*What this task involves*
Extract from the listing below each line that contains the string "column", matching case exactly.

*Records for processing*
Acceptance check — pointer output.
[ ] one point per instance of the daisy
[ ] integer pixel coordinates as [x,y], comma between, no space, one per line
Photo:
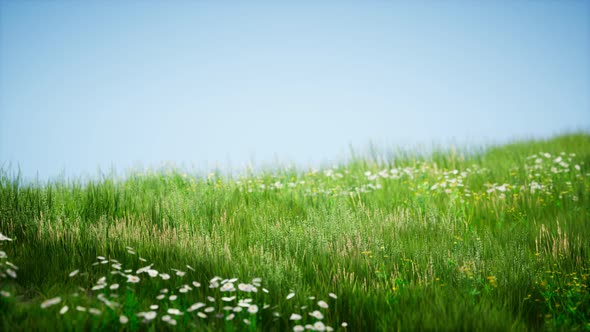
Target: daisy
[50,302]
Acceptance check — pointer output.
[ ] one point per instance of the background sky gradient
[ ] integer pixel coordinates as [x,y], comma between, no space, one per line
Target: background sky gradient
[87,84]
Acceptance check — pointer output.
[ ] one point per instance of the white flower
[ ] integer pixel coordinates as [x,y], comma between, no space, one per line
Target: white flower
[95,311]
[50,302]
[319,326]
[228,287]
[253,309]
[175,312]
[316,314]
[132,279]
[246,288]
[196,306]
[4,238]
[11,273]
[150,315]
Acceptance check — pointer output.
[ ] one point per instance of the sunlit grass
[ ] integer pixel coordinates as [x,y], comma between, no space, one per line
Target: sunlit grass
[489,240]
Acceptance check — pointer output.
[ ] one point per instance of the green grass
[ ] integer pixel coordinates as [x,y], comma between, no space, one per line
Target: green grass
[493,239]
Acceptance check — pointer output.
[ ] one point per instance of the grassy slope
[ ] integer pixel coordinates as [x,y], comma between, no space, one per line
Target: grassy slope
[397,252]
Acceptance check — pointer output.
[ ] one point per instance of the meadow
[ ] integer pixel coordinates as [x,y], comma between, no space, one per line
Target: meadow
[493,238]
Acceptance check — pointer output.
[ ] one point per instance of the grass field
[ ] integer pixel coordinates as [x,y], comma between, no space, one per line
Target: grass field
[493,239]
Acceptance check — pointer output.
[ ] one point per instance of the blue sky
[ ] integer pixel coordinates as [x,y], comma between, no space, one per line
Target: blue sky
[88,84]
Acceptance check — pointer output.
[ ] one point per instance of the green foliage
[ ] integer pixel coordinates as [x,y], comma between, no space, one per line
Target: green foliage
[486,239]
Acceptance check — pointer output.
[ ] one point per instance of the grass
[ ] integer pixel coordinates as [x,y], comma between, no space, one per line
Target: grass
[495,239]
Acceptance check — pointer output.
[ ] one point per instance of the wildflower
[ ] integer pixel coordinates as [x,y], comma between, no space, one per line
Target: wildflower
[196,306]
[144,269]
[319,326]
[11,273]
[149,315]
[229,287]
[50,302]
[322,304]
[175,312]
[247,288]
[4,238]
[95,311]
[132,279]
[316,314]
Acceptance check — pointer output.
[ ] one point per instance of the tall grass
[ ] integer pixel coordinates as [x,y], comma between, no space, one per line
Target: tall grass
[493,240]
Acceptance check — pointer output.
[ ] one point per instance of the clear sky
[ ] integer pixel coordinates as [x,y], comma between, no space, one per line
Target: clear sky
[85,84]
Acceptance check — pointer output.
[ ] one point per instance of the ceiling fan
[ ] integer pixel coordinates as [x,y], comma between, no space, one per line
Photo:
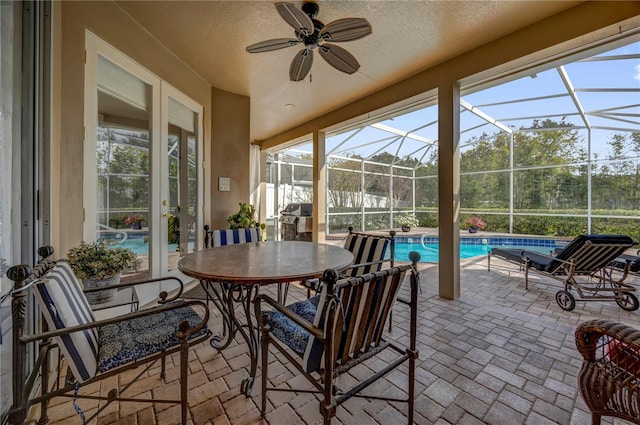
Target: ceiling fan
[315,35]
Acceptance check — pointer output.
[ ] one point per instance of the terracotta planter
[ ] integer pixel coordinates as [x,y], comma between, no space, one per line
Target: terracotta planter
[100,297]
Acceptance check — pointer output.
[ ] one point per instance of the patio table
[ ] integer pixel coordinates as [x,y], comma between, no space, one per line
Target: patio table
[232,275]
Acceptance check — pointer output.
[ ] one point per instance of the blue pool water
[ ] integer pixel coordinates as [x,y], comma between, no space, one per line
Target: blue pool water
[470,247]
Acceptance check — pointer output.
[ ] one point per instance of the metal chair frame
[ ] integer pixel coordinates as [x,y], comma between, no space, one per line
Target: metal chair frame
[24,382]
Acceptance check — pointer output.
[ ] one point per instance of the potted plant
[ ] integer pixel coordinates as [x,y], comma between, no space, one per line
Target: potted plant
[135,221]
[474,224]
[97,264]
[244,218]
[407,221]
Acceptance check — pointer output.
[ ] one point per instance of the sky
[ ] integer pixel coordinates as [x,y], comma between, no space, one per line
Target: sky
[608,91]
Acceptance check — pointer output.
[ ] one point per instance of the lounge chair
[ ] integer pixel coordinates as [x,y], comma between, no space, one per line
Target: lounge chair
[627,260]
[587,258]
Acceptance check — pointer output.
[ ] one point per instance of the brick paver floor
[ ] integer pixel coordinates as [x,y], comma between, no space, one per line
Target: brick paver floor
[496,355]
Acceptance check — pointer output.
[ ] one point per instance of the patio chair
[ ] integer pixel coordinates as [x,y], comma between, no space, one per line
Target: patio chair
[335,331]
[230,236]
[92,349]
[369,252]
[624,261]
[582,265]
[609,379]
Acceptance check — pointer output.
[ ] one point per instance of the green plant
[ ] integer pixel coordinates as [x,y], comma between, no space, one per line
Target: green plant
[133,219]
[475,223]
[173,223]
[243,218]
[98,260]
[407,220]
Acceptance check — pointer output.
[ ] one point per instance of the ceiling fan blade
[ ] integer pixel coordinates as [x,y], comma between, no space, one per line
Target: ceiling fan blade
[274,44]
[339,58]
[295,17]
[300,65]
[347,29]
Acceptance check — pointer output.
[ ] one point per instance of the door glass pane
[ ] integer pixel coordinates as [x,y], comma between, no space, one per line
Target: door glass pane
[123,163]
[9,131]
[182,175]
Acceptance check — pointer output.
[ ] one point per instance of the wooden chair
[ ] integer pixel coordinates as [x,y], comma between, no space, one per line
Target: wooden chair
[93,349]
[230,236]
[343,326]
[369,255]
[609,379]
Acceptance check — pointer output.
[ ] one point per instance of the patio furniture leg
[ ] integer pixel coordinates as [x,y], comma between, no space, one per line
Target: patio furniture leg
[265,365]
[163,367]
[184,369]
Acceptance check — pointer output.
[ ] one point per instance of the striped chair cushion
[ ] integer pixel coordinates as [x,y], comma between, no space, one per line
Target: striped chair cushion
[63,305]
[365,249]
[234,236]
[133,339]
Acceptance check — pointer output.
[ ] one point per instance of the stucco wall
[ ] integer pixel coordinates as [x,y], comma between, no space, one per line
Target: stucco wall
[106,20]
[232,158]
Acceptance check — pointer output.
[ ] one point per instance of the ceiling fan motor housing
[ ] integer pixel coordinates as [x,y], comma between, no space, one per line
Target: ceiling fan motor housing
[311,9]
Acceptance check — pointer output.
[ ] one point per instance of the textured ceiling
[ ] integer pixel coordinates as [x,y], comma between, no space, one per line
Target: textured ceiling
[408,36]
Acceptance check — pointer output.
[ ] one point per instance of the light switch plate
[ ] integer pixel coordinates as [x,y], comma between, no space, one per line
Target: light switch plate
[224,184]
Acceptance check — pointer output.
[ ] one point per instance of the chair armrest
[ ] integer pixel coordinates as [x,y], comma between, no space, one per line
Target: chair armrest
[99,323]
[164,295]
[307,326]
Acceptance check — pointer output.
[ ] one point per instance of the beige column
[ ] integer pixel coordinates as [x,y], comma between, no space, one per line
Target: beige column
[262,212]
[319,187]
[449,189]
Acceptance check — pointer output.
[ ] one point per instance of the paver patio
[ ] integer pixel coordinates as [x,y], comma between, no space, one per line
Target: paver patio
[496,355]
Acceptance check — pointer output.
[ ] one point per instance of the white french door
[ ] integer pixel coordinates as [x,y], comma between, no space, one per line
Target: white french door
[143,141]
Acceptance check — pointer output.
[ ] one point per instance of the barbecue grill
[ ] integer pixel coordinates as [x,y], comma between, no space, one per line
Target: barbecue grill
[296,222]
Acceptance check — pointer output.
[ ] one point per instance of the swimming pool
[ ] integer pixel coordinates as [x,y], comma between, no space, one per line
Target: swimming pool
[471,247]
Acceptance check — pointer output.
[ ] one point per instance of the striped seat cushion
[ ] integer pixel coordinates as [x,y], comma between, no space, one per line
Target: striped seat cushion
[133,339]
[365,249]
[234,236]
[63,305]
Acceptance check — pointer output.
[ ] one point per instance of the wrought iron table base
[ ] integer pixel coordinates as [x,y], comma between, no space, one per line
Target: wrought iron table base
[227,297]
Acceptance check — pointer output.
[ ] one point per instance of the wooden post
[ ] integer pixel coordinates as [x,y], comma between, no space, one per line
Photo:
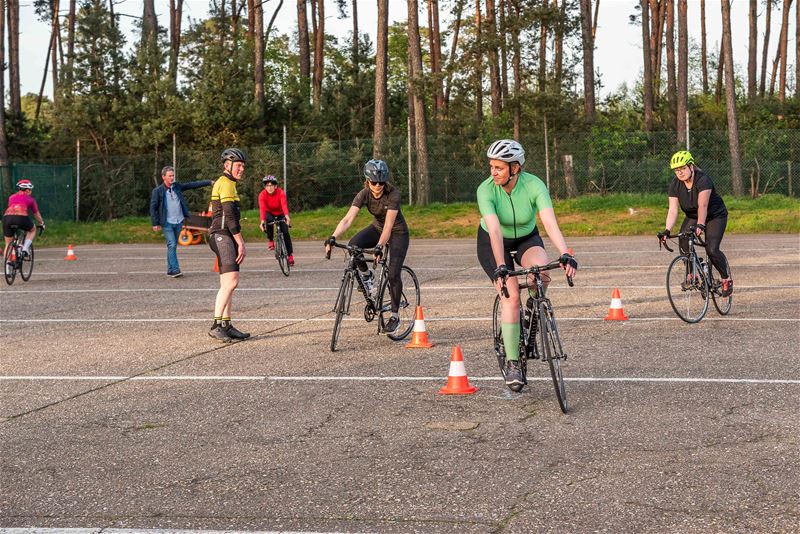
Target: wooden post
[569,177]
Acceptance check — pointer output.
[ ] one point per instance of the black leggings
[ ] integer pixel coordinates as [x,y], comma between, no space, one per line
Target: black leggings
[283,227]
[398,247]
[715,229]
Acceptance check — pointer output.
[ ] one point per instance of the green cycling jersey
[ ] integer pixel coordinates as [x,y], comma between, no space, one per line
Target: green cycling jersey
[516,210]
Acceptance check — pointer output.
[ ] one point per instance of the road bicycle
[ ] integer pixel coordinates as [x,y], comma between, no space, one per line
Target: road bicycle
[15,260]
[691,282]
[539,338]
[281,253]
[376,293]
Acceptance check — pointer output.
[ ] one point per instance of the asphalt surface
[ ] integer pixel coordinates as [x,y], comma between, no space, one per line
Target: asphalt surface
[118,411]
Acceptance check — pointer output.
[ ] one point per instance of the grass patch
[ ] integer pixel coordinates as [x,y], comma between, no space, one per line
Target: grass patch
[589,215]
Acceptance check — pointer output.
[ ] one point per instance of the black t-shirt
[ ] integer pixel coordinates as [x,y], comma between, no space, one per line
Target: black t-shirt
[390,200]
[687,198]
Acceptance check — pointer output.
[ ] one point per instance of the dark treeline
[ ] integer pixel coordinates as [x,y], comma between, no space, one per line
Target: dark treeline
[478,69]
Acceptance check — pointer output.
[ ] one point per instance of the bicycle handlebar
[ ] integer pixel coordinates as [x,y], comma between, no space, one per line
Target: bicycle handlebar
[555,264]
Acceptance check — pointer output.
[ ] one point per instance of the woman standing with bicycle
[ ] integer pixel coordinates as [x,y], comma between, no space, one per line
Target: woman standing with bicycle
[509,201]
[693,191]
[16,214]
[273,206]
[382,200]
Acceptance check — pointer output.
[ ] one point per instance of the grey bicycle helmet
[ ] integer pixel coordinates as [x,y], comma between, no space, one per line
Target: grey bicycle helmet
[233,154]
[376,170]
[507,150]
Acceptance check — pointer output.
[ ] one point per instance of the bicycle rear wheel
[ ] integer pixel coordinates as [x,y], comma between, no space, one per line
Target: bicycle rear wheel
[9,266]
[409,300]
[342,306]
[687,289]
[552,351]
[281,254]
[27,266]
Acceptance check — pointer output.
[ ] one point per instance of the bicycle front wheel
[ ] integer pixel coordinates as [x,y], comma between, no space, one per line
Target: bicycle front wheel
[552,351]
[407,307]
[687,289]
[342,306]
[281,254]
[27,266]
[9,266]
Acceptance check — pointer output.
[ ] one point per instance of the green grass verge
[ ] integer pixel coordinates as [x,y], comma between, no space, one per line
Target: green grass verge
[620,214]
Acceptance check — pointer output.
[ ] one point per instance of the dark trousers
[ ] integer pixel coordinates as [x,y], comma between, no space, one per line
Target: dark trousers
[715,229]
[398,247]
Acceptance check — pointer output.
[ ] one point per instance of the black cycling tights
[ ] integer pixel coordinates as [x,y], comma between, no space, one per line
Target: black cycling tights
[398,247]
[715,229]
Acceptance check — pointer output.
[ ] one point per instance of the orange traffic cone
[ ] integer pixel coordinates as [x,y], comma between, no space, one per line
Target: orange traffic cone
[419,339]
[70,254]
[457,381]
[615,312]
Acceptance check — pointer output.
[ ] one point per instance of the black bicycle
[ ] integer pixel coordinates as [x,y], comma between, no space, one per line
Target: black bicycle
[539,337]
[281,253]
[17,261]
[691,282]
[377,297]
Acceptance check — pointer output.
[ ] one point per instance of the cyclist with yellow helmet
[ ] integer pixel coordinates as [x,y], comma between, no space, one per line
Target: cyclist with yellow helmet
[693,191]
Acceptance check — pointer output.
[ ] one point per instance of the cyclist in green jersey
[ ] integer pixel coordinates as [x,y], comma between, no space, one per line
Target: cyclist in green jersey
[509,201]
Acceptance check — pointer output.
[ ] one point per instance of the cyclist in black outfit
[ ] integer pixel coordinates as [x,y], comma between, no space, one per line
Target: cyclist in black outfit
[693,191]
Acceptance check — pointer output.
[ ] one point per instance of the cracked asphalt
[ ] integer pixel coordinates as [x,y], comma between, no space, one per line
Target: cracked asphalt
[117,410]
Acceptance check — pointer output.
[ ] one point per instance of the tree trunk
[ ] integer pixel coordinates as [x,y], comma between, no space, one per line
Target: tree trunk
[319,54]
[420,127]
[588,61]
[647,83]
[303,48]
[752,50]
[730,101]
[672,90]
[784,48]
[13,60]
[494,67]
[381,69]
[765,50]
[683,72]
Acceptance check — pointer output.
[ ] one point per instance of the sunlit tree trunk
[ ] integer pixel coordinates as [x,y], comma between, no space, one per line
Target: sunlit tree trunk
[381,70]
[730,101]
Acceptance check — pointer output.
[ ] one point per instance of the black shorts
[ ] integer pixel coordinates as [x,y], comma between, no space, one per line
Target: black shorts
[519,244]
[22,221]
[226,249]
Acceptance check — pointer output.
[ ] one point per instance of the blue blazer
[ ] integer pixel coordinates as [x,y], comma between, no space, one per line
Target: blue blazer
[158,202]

*Answer to the problem*
[ ] one point per instance of the beige column
Target: beige column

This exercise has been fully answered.